SET TASK. Recast everything in the entries from the line containing "of the banner" down to the line containing "Target: banner", both of those lines included, as a numbered list with blank lines left out.
-- Begin INPUT MATERIAL --
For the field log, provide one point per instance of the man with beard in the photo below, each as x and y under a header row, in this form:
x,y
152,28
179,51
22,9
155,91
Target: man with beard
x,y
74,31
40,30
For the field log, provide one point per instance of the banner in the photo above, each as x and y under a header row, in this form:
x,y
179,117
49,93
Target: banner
-- End INPUT MATERIAL --
-- Begin INPUT MATERIAL --
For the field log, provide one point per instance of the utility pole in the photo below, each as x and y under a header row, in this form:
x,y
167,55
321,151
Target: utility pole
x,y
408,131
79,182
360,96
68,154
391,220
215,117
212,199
-- End INPUT MATERIAL --
REPLY.
1. For the field log, provide one point per instance of the banner in the photo above, each as x and y under a header row, in this form:
2. x,y
3. 179,117
4. 49,93
5. Target: banner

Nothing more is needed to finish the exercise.